:: Data supplied ::

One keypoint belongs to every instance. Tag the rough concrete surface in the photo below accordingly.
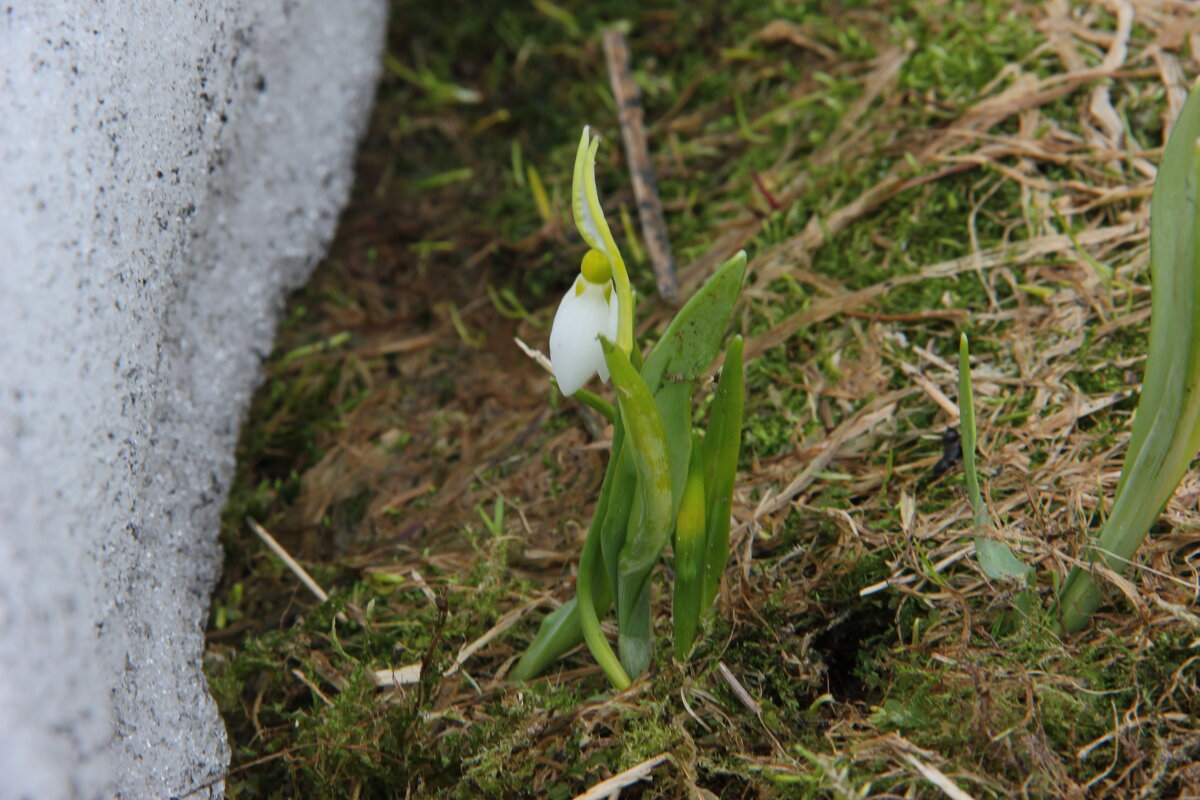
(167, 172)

:::
:: Data supplied ::

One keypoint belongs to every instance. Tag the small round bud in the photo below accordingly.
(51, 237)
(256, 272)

:::

Description of the task: Select each line of the items above that contains the string "accordingly" and copy it out. The match is case-sensitive.

Complete answer:
One keypoint belongs to every instance. Tag the rough concrete surface in the photo below accordingly.
One keypoint belongs to every instance. Tag the small round bud in the photo below accordingly.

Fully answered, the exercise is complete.